◆ Text provided ◆
We then tested the validity of the LAMP assay for instant bedside testing. Gastric biopsy samples were directly soaked in Mmaxpress^® DNA kit HS2 for 5 min, and 10 μL of each lysate was transferred to tubes containing primers for H pylori and 2143G and 2182C point mutants. After a 30‐min incubation at 63°C, the color change from purple to blue was visually inspected. Representative results from the direct LAMP assay for H pylori and 23S rRNA point mutants are shown in Figure 2, showing that the assay was easy to interpret.

Representative results of the LAMP analysis for the presence of *H pylori* and genetic mutations in 23S rRNA in gastric biopsy samples. Endoscopic biopsy specimens of gastric mucosa were dissolved in DNA extraction buffer for 10 min. Isolated DNA (2 μL) was added to each tube and analyzed with primers for *H pylori* and the 2143G and 2182C mutations, and color changes were observed after a 30‐min reaction at 63°C

To evaluate the diagnostic reliability of the direct LAMP assay for the detection of H pylori in a clinical setting, the results were compared to those of the RUT and PCR test. Of the 93 specimens tested, 43 were positive for H pylori based on the RUT, and there was no difference in clinical features according to RUT positivity (Table 1). The direct LAMP assay had 96.7% (90/93) and 98.9% (92/93) concordance rates with the RUT and PCR test, respectively. Cohen's kappa coefficient for the agreement of the direct LAMP assay was 0.935 for the RUT and 0.978 for the PCR test. The McNemar test revealed no statistically significant discordance between the direct LAMP and RUT/PCR tests (P = 1.0; Table 3).

◆ Source material ◆
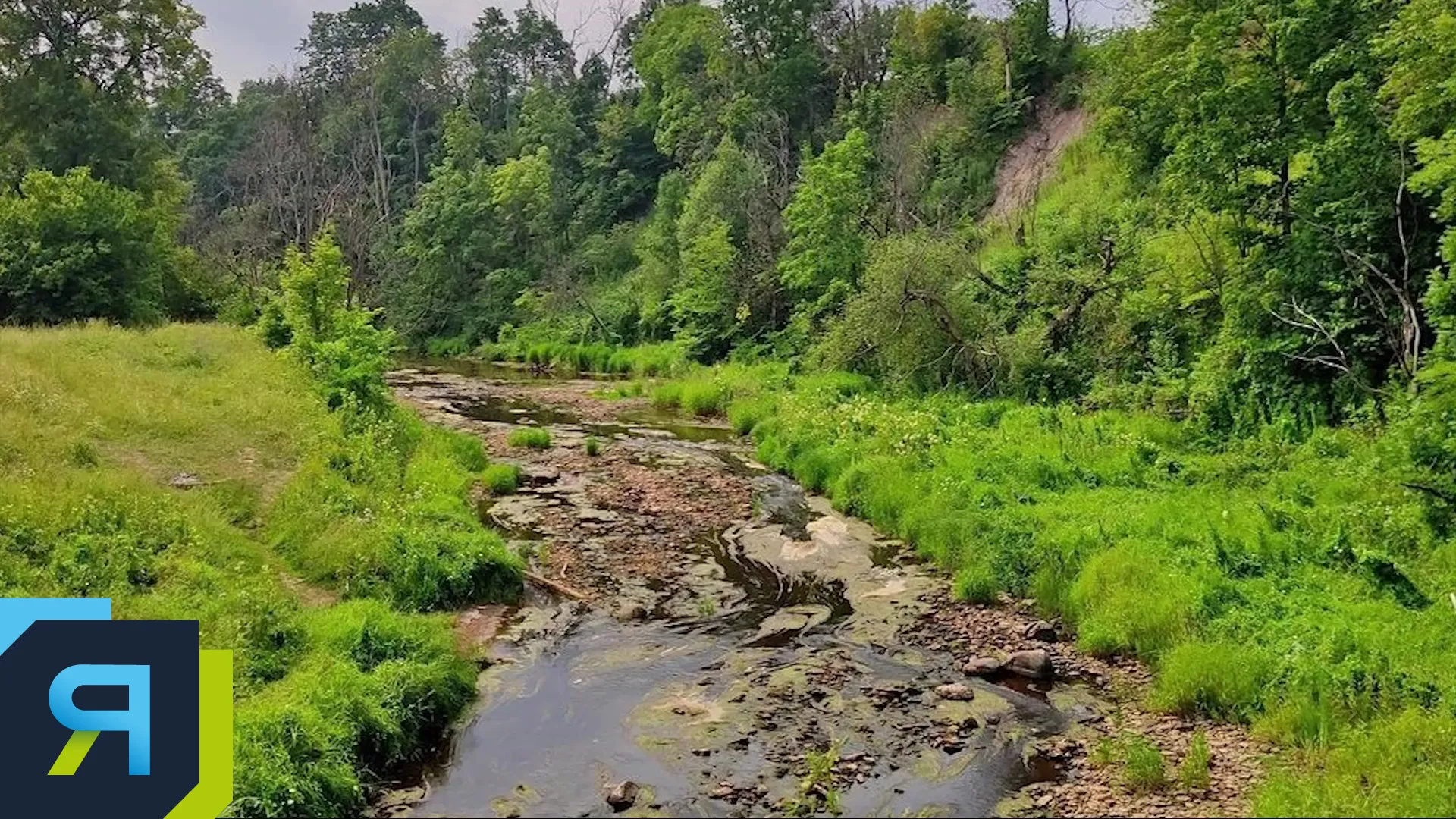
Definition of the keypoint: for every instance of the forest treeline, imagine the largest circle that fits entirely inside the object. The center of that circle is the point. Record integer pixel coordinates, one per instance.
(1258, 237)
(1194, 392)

◆ Exercise tasks ◆
1. From the LAMP assay passage, restate word for word everything from "To evaluate the" down to "1.0; Table 3).".
2. According to the LAMP assay passage, how many of the 93 specimens tested positive for H pylori based on the RUT?
3. List every length of time, in minutes, that the LAMP assay passage gives for a step of the procedure.
The listing has no connection to the LAMP assay passage.

◆ Solutions by task ◆
1.
To evaluate the diagnostic reliability of the direct LAMP assay for the detection of H pylori in a clinical setting, the results were compared to those of the RUT and PCR test. Of the 93 specimens tested, 43 were positive for H pylori based on the RUT, and there was no difference in clinical features according to RUT positivity (Table 1). The direct LAMP assay had 96.7% (90/93) and 98.9% (92/93) concordance rates with the RUT and PCR test, respectively. Cohen's kappa coefficient for the agreement of the direct LAMP assay was 0.935 for the RUT and 0.978 for the PCR test. The McNemar test revealed no statistically significant discordance between the direct LAMP and RUT/PCR tests (P = 1.0; Table 3).

2. 43

3.
5 minutes (soaking biopsy samples in the DNA kit)
30 minutes (incubation or reaction at 63°C)
10 minutes (dissolving biopsy specimens in DNA extraction buffer)